本文抜粋 -
^^^^^^^^^^^^^^^^

【情報理工学部】コロキウム(談話会)を開催しました

2024年7月24日(水)にコロキウムを開催し、2023年4月から2024年3月の1年間、学外研究員として研究を行った情報理工学部 岡田 英彦 教授が研究成果について講演しました。開催形態は対面およびオンラインによるハイブリッド形式にて行い、約40人の学生や教職員が参加しました。

講演概要

講演者:岡田 英彦 教授(京都産業大学 情報理工学部)

題目:進化計算アルゴリズムを用いたニューラルネットの学習に関する研究

ニューラルネットの代表的な学習手法である勾配降下法は「教師あり学習」の1つであり、正解が既知の事例データを必要とする。これに対し、事例データを用いない「強化学習」の方法として進化計算アルゴリズムの応用も研究されている。一方、ニューラルネットのモデルサイズ低減を目的として、結合重みを2値などの離散値に量子化したニューラルネットも提案されている。しかし、離散ニューラルネットは内部パラメータが連続変数ではないため勾配降下法が適していない。進化計算アルゴリズムは勾配情報が不要であり、離散ニューラルネットの学習に適している。

^^^^^^^^^^^^^^^^

コレクションから抜粋した記録 -
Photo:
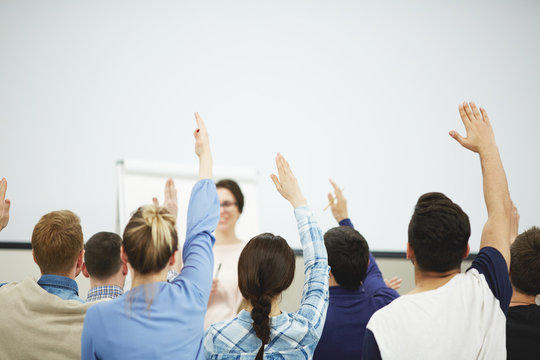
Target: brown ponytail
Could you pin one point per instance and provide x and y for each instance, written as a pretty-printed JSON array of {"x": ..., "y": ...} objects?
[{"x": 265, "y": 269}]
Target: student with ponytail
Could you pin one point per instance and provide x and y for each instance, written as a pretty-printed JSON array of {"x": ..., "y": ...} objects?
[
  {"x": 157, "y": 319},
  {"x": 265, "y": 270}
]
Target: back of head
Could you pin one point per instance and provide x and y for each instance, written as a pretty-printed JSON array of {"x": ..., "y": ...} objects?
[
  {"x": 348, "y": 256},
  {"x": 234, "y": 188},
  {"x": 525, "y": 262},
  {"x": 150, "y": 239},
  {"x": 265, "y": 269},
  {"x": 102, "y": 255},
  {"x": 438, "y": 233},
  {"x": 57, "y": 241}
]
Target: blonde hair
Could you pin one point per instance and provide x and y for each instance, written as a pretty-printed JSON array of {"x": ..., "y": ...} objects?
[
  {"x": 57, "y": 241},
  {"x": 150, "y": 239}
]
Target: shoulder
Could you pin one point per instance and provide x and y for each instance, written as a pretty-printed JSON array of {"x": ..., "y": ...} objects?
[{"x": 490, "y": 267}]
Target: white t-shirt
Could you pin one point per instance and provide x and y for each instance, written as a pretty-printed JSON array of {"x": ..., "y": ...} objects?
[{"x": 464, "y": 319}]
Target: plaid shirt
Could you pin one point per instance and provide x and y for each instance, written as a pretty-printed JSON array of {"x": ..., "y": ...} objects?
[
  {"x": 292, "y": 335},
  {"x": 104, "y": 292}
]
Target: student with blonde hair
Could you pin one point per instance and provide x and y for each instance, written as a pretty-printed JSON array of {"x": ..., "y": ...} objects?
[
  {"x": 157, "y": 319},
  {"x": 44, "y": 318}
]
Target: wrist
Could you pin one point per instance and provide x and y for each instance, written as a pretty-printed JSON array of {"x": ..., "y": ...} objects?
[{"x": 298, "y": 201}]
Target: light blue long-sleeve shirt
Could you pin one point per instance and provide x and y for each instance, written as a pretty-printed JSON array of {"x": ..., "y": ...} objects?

^^^^^^^^^^^^^^^^

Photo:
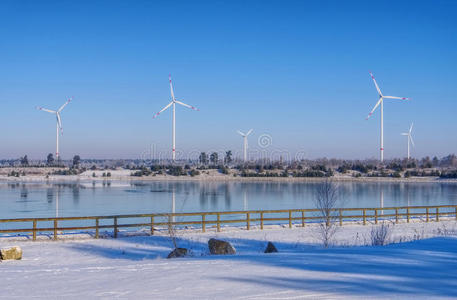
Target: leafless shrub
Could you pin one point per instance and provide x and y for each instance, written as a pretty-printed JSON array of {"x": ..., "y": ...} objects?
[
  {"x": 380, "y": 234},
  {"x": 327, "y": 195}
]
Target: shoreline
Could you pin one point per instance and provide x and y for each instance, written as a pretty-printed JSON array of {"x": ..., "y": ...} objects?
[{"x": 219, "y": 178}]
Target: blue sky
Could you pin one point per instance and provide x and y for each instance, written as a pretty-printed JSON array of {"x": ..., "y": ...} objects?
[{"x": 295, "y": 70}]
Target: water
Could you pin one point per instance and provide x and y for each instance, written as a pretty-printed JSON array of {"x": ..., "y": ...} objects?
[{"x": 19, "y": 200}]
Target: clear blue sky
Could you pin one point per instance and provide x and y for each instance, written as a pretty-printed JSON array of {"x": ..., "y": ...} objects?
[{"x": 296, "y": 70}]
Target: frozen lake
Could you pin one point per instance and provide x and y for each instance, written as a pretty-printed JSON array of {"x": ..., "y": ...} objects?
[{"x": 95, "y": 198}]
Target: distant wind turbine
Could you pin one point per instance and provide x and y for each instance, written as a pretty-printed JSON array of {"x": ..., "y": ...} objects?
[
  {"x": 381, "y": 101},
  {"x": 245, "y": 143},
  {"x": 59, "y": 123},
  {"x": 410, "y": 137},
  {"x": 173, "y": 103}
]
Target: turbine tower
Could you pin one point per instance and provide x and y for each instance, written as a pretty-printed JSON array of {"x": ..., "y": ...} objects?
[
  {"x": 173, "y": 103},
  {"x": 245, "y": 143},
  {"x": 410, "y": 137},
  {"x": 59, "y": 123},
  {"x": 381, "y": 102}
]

^^^^^^^^^^^^^^^^

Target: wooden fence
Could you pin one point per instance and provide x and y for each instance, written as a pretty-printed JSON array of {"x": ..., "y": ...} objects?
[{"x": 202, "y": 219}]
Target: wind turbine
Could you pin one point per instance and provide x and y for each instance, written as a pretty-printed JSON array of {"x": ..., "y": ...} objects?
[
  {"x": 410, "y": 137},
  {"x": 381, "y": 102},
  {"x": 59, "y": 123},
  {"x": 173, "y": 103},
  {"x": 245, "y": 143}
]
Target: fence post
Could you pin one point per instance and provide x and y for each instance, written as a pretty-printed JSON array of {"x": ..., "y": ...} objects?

^^^^^^^^^^^^^^^^

読解の応用 -
(a) コロキウムの開催報告に出てくる日付と年月は、どれとどれですか?すべて挙げてください。
(b) 進化計算アルゴリズムによるニューラルネット学習の講演概要を、最後の文の後から書き進めてください。

演習の解答 -
(a) 2024年7月24日、2023年4月、2024年3月

(b)
このような背景から、報告者は学外研究員期間中に、離散ニューラルネットの強化学習における進化計算アルゴリズムの応用について研究を行った。ニューラルネットの適用対象課題として、OpenAI Gymが提供する制御タスクを用いた。例えばPendulumタスクを用いた実験では以下のことがわかった。

  1. 進化戦略アルゴリズムと遺伝的アルゴリズムのいずれも、振り子を素早く倒立・静止させるように2値ニューラルネットを学習できた。
  2. 進化戦略アルゴリズムと遺伝的アルゴリズムの間には学習性能に有意な差はなかったが、遺伝的アルゴリズムのほうがより良く学習できることがわかった。
  3. 今回の実験設定では、離散値として{-1,1}を用いた場合、{0,1}や{-1,0,1}よりも有意に良い性能が得られた。

今後は他の制御タスクや進化計算アルゴリズムを用いた評価を行う。また、離散ニューラルネットの強化学習に適した新しい進化計算アルゴリズムの開発も進める。